Instruction: Please reproduce the passage on the words ṣafw and ṣaḥw word for word, from "Maṭarun yudhûbu aṣ-ṣaḥwu" to "min al-ghaḍârati yumṭiru.".

Document section:
* * * * *

Ṣafw (clarity, purity, serenity) and its near synonym, ṣaḥw, mean the clarity of a cloudless sky. Ṣaḥw’s Turkish cognate, sahav, is also sobriety, the clarity of waking up after drunkenness. The 9th-century ‘Abbasid poet Abu Tammâm seems to go back and forth between the two meanings:

Maṭarun yudhûbu aṣ-ṣaḥwu minhu wa ba‘dahu
[A rainstorm has left behind saḥw, a cloudless sky, and afterwards... ]

“Left behind” might be translated just as well as “melted away.” (Hans’s Wehr’s dictionary adds “dissolve,” “liquefy,” “dwindle away,” “vanish.”) A rainstorm can leave behind a cloudless sky. Clear enough. It continues:

. . . saḥwun yakâdu min al-ghaḍârati yumṭiru.
[. . . a saḥw from freshness, or luxuriance, almost seems about to rain again.]

The ghaḍâra, the greenness, moist or luxuriant, breeds a kind of dewiness. The idea that post-rain clarity might bring on another rainstorm is probably not meteorologically accurate, but the symmetry (from rain to clarity, from clarity to rain) is accurate in some other, inexplicable way.

* * * * *

Entries:
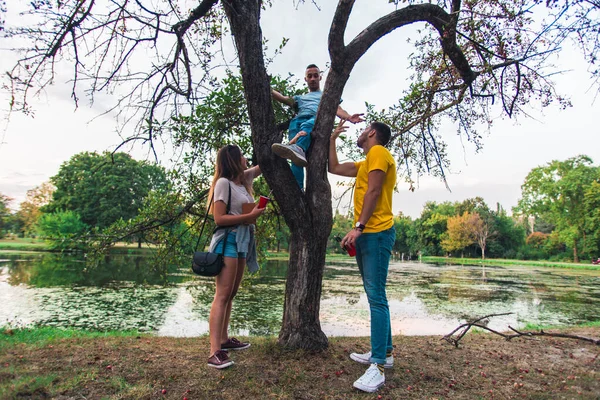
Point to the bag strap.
(206, 216)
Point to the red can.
(262, 201)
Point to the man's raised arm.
(345, 169)
(343, 114)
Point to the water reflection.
(125, 293)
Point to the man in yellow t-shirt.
(373, 236)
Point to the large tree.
(4, 212)
(556, 192)
(469, 54)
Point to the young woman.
(233, 180)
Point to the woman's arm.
(224, 219)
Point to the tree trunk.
(309, 216)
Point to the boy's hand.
(356, 118)
(339, 129)
(298, 136)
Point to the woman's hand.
(255, 213)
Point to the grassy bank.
(131, 366)
(503, 262)
(20, 244)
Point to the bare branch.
(475, 323)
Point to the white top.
(239, 194)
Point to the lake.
(425, 299)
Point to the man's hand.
(339, 129)
(298, 136)
(356, 118)
(350, 238)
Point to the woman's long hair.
(229, 166)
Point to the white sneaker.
(365, 358)
(291, 152)
(371, 380)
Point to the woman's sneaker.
(234, 344)
(220, 360)
(365, 358)
(372, 380)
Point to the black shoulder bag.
(206, 263)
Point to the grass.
(502, 262)
(130, 366)
(43, 335)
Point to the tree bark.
(308, 216)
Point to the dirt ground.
(485, 366)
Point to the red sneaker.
(220, 360)
(234, 344)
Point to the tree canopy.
(472, 59)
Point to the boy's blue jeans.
(373, 252)
(306, 124)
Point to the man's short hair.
(383, 132)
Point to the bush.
(62, 228)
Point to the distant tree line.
(106, 195)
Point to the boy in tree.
(302, 124)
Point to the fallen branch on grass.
(464, 328)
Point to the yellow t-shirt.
(378, 158)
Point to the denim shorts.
(230, 248)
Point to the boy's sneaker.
(291, 152)
(220, 360)
(365, 358)
(234, 344)
(372, 380)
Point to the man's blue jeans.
(373, 252)
(306, 124)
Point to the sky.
(33, 148)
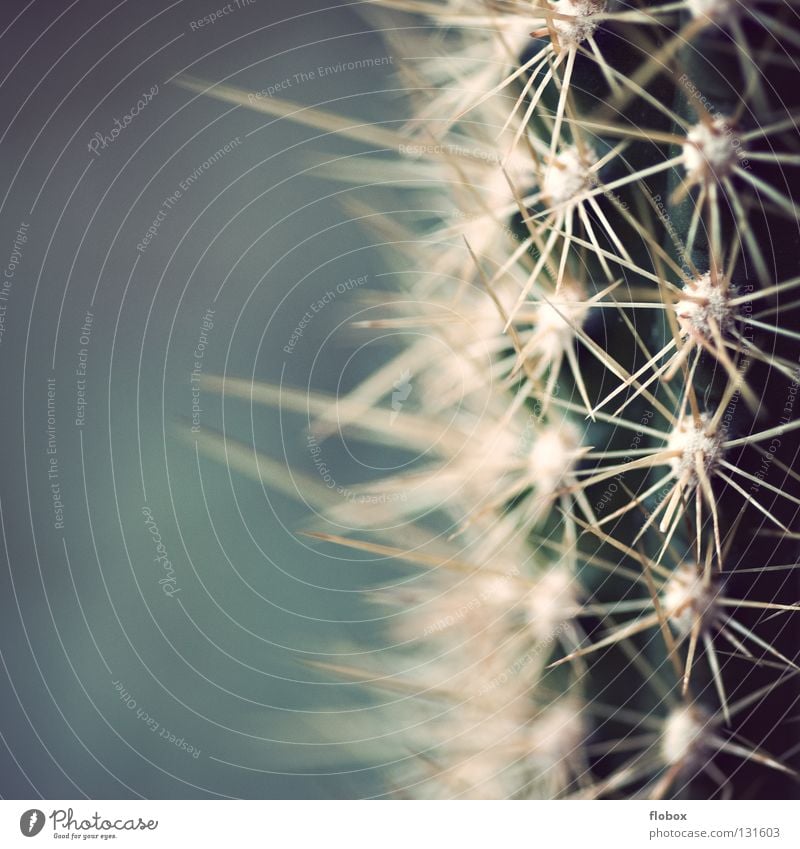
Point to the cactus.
(598, 401)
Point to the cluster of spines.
(555, 248)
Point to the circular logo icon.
(31, 822)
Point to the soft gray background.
(82, 607)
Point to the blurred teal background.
(86, 629)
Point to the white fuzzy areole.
(583, 25)
(688, 439)
(683, 733)
(567, 176)
(709, 301)
(709, 150)
(686, 598)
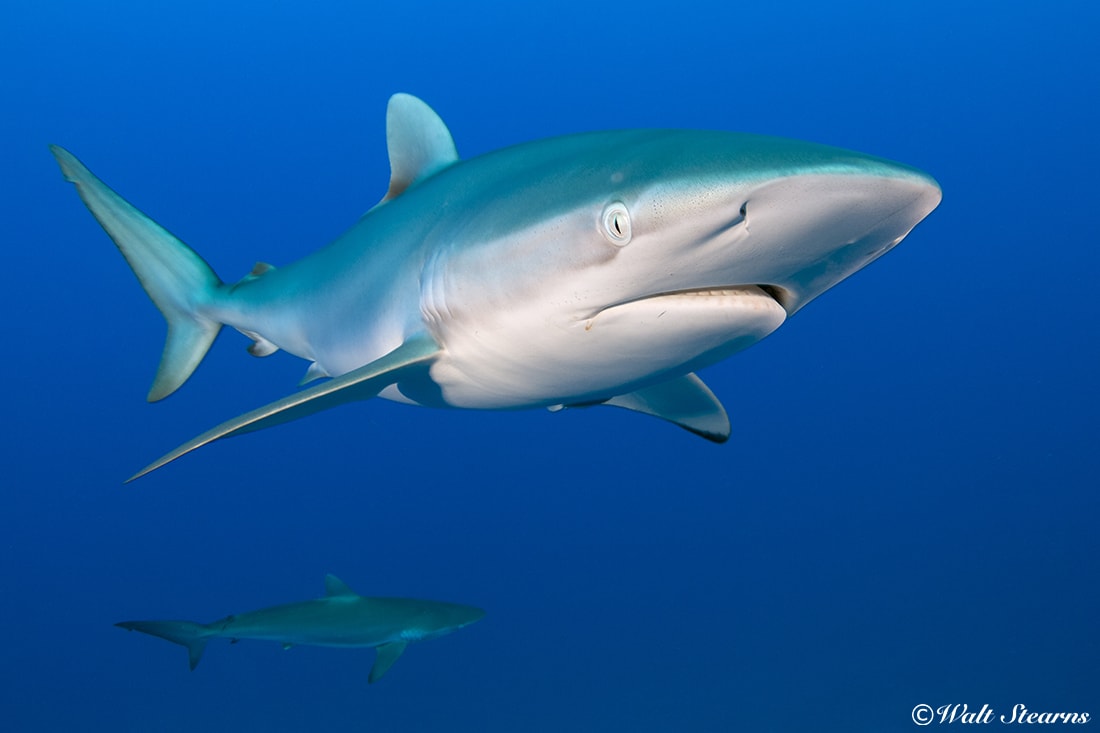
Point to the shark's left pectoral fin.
(685, 401)
(362, 383)
(387, 655)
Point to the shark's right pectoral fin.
(387, 655)
(684, 401)
(362, 383)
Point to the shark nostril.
(616, 223)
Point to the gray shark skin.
(340, 619)
(602, 267)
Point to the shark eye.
(616, 223)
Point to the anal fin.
(387, 655)
(361, 383)
(684, 401)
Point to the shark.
(593, 269)
(340, 619)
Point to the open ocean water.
(908, 510)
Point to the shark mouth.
(712, 296)
(711, 316)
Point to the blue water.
(906, 513)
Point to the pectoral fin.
(387, 655)
(684, 401)
(362, 383)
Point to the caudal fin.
(176, 279)
(185, 633)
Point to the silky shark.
(341, 619)
(595, 269)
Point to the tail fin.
(175, 277)
(185, 633)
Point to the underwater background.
(906, 512)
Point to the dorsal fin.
(418, 141)
(336, 587)
(257, 271)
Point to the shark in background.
(341, 619)
(596, 269)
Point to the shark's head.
(591, 265)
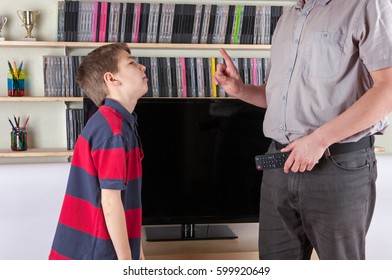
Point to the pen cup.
(19, 139)
(16, 83)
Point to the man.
(328, 92)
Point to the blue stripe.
(86, 247)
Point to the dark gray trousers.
(329, 208)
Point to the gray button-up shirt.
(321, 56)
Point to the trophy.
(29, 18)
(3, 21)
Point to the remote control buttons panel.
(271, 161)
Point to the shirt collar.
(129, 117)
(300, 3)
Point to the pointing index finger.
(227, 58)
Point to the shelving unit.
(45, 152)
(155, 46)
(40, 99)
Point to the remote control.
(271, 161)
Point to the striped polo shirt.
(107, 155)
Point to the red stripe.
(134, 222)
(134, 164)
(113, 118)
(83, 216)
(82, 157)
(111, 163)
(56, 256)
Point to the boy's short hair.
(93, 67)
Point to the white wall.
(30, 200)
(31, 196)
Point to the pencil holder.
(19, 139)
(16, 83)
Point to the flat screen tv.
(198, 167)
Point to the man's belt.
(341, 148)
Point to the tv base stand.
(188, 232)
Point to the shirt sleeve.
(375, 35)
(111, 163)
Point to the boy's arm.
(113, 211)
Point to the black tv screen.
(198, 165)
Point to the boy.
(101, 213)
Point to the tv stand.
(189, 232)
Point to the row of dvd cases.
(99, 21)
(167, 76)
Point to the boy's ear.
(109, 78)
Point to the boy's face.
(131, 75)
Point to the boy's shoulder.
(105, 120)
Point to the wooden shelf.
(92, 45)
(47, 152)
(40, 99)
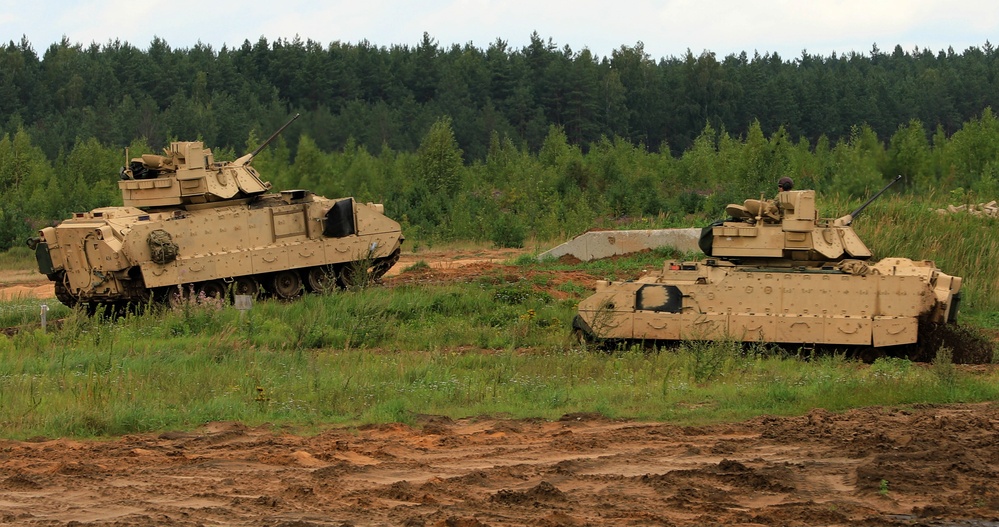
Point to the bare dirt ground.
(920, 466)
(925, 465)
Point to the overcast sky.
(665, 27)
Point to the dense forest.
(497, 144)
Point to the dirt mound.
(932, 465)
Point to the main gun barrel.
(272, 137)
(861, 208)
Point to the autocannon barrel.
(853, 215)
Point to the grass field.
(493, 344)
(497, 344)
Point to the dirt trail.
(924, 466)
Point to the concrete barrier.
(595, 245)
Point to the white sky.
(666, 27)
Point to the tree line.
(375, 96)
(501, 144)
(514, 194)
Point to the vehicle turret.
(188, 175)
(785, 231)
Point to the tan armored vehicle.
(775, 272)
(211, 228)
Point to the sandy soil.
(938, 464)
(933, 466)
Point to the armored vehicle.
(193, 225)
(777, 273)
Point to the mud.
(917, 466)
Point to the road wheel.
(212, 289)
(321, 279)
(286, 284)
(177, 297)
(246, 285)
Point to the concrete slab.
(594, 245)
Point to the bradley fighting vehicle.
(192, 224)
(775, 272)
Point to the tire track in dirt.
(939, 465)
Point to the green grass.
(378, 355)
(498, 345)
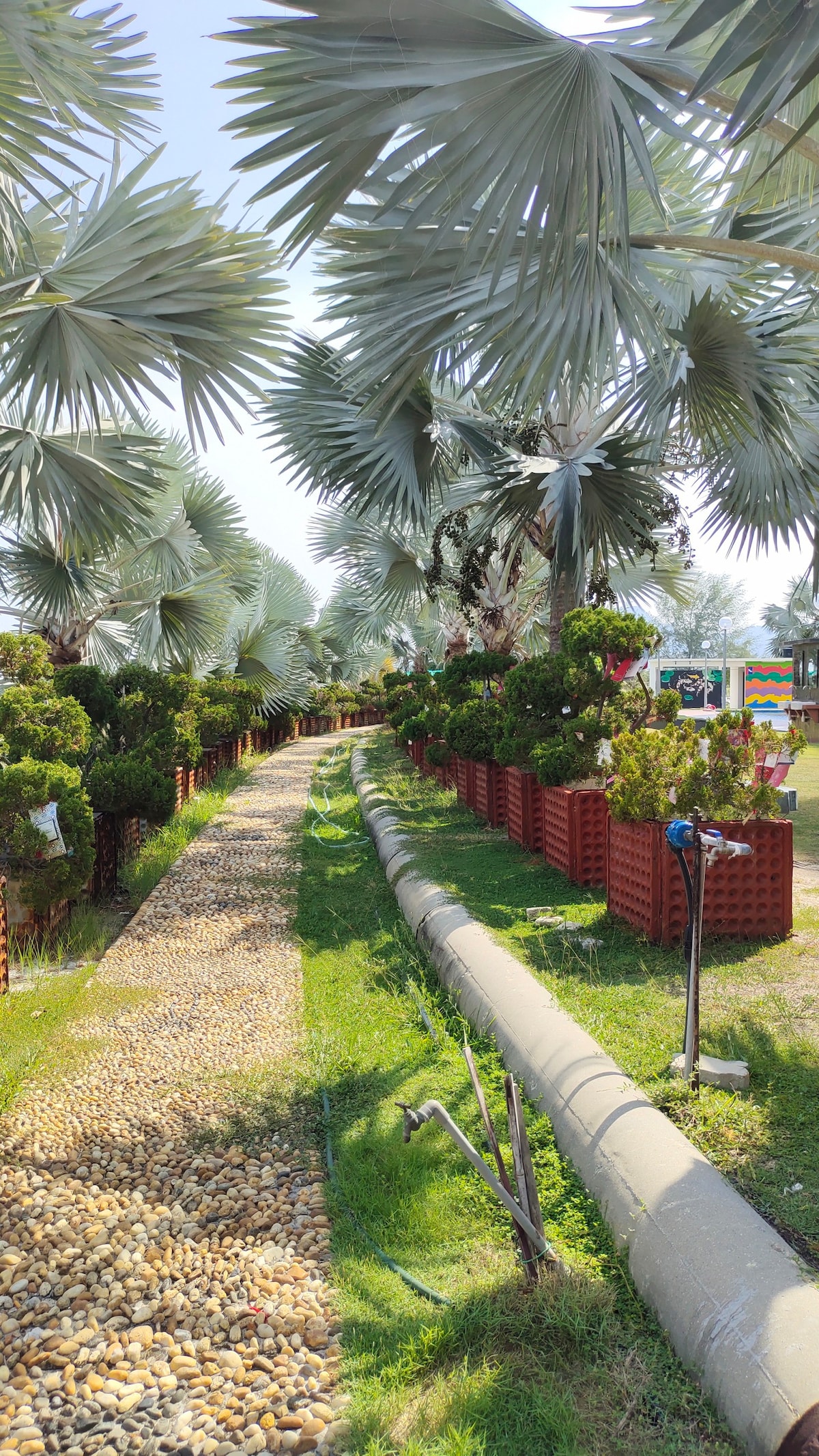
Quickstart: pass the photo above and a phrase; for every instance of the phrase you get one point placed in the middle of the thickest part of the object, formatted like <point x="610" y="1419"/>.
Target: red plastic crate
<point x="464" y="781"/>
<point x="635" y="875"/>
<point x="491" y="791"/>
<point x="591" y="836"/>
<point x="559" y="829"/>
<point x="745" y="899"/>
<point x="524" y="810"/>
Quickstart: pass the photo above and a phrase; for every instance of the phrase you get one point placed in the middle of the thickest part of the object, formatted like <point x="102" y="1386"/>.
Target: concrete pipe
<point x="743" y="1311"/>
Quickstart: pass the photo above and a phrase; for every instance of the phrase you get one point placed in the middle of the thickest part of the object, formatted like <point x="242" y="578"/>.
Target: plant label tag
<point x="47" y="823"/>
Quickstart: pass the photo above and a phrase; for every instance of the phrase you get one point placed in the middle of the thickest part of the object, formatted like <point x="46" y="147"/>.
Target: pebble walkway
<point x="154" y="1298"/>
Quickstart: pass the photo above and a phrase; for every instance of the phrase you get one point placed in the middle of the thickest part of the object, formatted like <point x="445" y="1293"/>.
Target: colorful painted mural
<point x="768" y="685"/>
<point x="689" y="683"/>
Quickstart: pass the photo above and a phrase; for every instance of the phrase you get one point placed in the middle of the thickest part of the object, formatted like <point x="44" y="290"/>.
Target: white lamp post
<point x="706" y="645"/>
<point x="726" y="625"/>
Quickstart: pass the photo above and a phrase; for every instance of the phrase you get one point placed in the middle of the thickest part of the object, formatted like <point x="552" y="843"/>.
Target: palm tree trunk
<point x="562" y="601"/>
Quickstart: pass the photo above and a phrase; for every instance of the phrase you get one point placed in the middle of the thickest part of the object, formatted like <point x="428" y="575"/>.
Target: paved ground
<point x="152" y="1296"/>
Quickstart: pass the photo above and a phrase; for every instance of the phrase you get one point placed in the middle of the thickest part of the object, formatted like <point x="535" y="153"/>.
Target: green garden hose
<point x="410" y="1279"/>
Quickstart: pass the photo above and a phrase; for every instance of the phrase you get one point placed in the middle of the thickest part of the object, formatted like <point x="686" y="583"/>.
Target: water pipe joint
<point x="680" y="835"/>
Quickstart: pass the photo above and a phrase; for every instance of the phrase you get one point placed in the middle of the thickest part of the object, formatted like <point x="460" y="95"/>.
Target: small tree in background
<point x="798" y="619"/>
<point x="687" y="625"/>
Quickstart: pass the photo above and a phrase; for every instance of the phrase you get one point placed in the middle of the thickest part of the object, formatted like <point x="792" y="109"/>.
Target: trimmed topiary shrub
<point x="474" y="728"/>
<point x="24" y="660"/>
<point x="38" y="724"/>
<point x="466" y="676"/>
<point x="92" y="687"/>
<point x="534" y="698"/>
<point x="29" y="785"/>
<point x="126" y="784"/>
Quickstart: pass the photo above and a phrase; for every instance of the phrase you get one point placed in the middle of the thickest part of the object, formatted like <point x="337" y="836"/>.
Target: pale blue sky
<point x="190" y="61"/>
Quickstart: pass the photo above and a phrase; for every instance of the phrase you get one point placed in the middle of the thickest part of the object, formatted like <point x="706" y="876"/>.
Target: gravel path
<point x="154" y="1298"/>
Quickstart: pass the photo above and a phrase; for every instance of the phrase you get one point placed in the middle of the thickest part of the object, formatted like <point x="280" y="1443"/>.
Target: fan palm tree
<point x="582" y="491"/>
<point x="271" y="638"/>
<point x="558" y="226"/>
<point x="796" y="620"/>
<point x="191" y="588"/>
<point x="111" y="290"/>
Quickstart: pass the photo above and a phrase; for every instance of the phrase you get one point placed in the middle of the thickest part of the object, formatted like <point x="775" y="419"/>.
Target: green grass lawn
<point x="758" y="1002"/>
<point x="577" y="1367"/>
<point x="805" y="776"/>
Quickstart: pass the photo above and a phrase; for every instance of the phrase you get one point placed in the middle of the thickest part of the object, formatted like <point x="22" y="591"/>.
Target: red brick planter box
<point x="491" y="791"/>
<point x="575" y="833"/>
<point x="524" y="810"/>
<point x="446" y="775"/>
<point x="745" y="899"/>
<point x="464" y="781"/>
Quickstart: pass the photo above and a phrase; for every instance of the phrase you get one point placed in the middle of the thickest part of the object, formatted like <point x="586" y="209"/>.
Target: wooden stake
<point x="523" y="1158"/>
<point x="527" y="1253"/>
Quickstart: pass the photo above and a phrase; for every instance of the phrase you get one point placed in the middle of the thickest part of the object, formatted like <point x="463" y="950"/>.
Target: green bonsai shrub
<point x="466" y="676"/>
<point x="474" y="728"/>
<point x="572" y="753"/>
<point x="29" y="785"/>
<point x="158" y="714"/>
<point x="534" y="698"/>
<point x="38" y="724"/>
<point x="412" y="728"/>
<point x="24" y="660"/>
<point x="92" y="687"/>
<point x="128" y="785"/>
<point x="668" y="773"/>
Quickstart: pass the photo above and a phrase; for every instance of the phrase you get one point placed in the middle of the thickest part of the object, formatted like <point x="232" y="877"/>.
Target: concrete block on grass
<point x="716" y="1074"/>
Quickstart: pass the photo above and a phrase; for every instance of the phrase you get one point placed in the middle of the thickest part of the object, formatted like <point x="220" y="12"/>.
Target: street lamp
<point x="706" y="645"/>
<point x="726" y="625"/>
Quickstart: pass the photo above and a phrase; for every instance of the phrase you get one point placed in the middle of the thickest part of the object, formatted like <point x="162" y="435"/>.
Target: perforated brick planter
<point x="575" y="833"/>
<point x="446" y="775"/>
<point x="524" y="810"/>
<point x="464" y="781"/>
<point x="745" y="899"/>
<point x="491" y="791"/>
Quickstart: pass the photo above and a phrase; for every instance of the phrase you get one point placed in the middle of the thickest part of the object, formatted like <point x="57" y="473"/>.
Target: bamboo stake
<point x="527" y="1251"/>
<point x="523" y="1156"/>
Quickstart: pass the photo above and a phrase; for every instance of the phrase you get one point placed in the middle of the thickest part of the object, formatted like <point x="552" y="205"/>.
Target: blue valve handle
<point x="680" y="833"/>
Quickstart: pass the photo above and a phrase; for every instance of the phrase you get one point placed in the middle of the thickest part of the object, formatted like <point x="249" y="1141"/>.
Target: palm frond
<point x="184" y="622"/>
<point x="149" y="283"/>
<point x="94" y="489"/>
<point x="63" y="79"/>
<point x="403" y="312"/>
<point x="47" y="582"/>
<point x="338" y="452"/>
<point x="472" y="106"/>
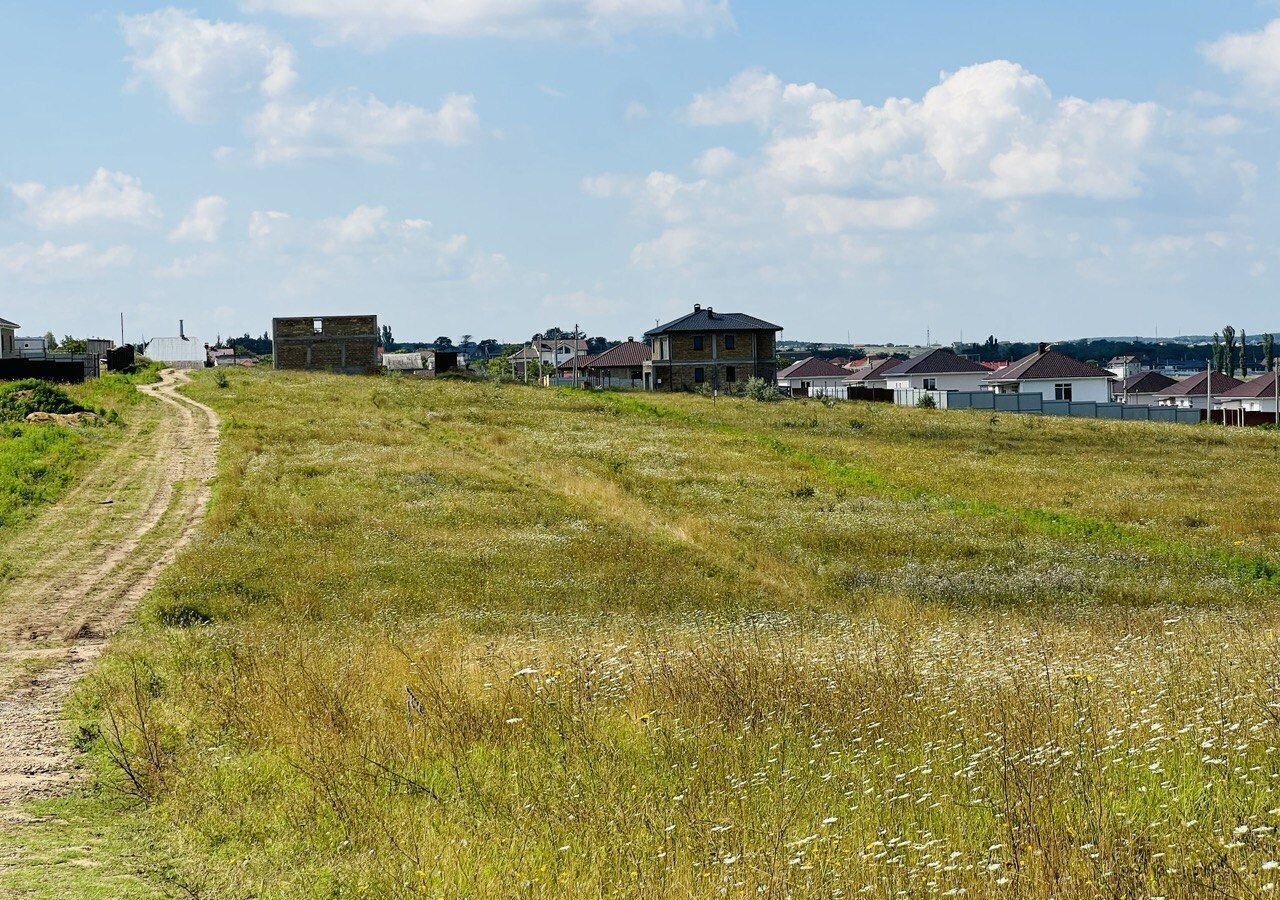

* * * * *

Exercise output:
Maṭarun yudhûbu aṣ-ṣaḥwu minhu wa ba‘dahu
[A rainstorm has left behind saḥw, a cloudless sky, and afterwards... ]

“Left behind” might be translated just as well as “melted away.” (Hans’s Wehr’s dictionary adds “dissolve,” “liquefy,” “dwindle away,” “vanish.”) A rainstorm can leave behind a cloudless sky. Clear enough. It continues:

. . . saḥwun yakâdu min al-ghaḍârati yumṭiru.